▸ **Texte extrait**
+ + + + +

Le fourgon blindé a été pris en tenaille par deux voitures qui l’ont percuté à l’avant et à l’arrière. (Photo : Archives RL)

Le 15 janvier, date d’un triste anniversaire. Cela fait dix ans qu’un convoyeur a perdu la vie dans une attaque à l’explosif menée contre un fourgon, à Metz. La PJ enquête toujours. Les victimes espèrent un signe de la justice.

Le temps est au gris, ce 15 janvier 2007. Il n’est pas encore 14h. Dans les locaux de Securitas, les deux fourgons blindés de la tournée du lundi s’apprêtent à quitter la rue Dreyfus-Dupont, à Metz-Nord. L’un est rempli d’argent frais attendu à la Banque de France. L’autre est vide.

Un instant plus tard, à un kilomètre de là, le camion de Joël Arbogast et ses deux collègues est pris en tenaille rue des Frères Fournel. Une R25 percute le fourgon par l’arrière. Une BMW le percute à l’avant. Les tirs de Kalachnikov s’abattent sur les parois blindées. Les trois convoyeurs se réfugient à l’arrière. Une charge explosive est placée sur la porte latérale. L’explosion est fatale à Joël Arbogast, 47 ans.

Un canon passé par le trou dans le blindage menace les survivants. On leur hurle de « balancer l’argent », mais il n’y a rien à voler dans le fourgon. Les braqueurs mettent le feu aux véhicules béliers. Et prennent la fuite à bord d’un break Audi RS6. Jamais la Lorraine n’avait été foudroyée par une telle opération commando préparée avec autant de précision. Il ne faut pas se laisser aveugler par le résultat et penser que les auteurs sont des pieds nickelés.

+ + + + +

▸ **Données enregistrées**
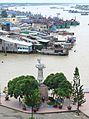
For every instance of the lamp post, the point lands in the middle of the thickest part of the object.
(0, 92)
(77, 86)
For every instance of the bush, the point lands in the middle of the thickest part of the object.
(51, 99)
(31, 117)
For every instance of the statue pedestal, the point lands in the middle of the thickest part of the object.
(43, 92)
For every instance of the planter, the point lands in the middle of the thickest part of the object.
(69, 107)
(35, 109)
(60, 106)
(24, 108)
(55, 106)
(6, 98)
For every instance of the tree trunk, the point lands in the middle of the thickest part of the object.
(32, 112)
(78, 108)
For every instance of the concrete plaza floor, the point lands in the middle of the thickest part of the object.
(6, 113)
(13, 110)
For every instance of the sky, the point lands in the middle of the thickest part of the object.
(44, 1)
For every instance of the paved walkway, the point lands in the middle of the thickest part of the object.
(14, 104)
(85, 107)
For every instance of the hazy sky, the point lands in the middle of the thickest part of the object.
(45, 1)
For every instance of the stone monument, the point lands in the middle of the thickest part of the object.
(40, 71)
(43, 88)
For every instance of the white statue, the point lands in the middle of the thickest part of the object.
(40, 70)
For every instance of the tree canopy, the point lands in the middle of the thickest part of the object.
(22, 86)
(4, 13)
(59, 84)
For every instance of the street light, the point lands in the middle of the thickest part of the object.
(0, 92)
(77, 86)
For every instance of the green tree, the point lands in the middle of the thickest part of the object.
(27, 88)
(4, 13)
(59, 84)
(33, 100)
(78, 92)
(13, 15)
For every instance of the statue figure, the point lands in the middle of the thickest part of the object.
(40, 70)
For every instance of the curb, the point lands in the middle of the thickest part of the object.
(37, 112)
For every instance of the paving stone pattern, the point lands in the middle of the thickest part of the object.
(6, 113)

+ + + + +

▸ **Énoncé du problème**
Poursuivez l'article sur l'attaque du fourgon blindé à Metz à partir de sa dernière phrase.

▸ **Zone de réponse**
Les millions sont passés un quart d’heure plus tôt

S’ils sont repartis les mains vides ce jour-là, c’est parce qu’au dernier moment, les deux fourgons ont interverti leur ordre de départ. L’un était prêt, l’autre pas. Les millions sont passés un quart d’heure plus tôt.

Personne n’a oublié ce braquage sanglant. C’est même devenu une obsession pour tous ceux qui l’ont approché. Cela fait dix ans aujourd’hui que les survivants de l’attaque attendent de voir les visages de ceux qui étaient cachés sous des cagoules.

Cela fait dix ans que les hommes de la police judiciaire assemblent, une à une, les pièces du puzzle. Aujourd’hui, celui-ci est conséquent, précis. Assez pour laisser espérer aux avocats des parties civiles que la justice va finir par prendre ses responsabilités, et mettre en examen ceux dont le rôle apparaît nettement dans la volumineuse procédure.

Des informations mais pas d’éléments objectifs

Après leur forfaiture, les braqueurs ont remonté plein pot l’A31 jusqu’au triangle de Richemont, où ils ont bifurqué sur l’A30. Après le viaduc de Rehon, le break noir à la vitre arrière brisée est sorti à Longwy et a poursuivi son chemin sur la RD 29B. Il a ensuite tourné à droite vers La Malmaison pour entrer en Belgique.

La voiture est retrouvée calcinée à 15h30 au carrefour de Menuchenet, à côté de Bouillon. Cet endroit n’est pas un détail. Il n’y a qu’une propriété. Et on sait que des Mosellans au profil séduisant ont été, avant les faits, en relation avec le propriétaire des lieux.

Mieux, lors de perquisitions, a été saisi chez l’un d’eux un itinéraire suivant le chemin de fuite du véhicule des braqueurs. Lorsqu’on sait que ces Mosellans étaient en lien étroit avec un ancien convoyeur de la société Securitas, on peut les voir comme les concepteurs et préparateurs du projet. Un hic, quand même : le meneur du groupe est mort en 2010 d’une longue maladie.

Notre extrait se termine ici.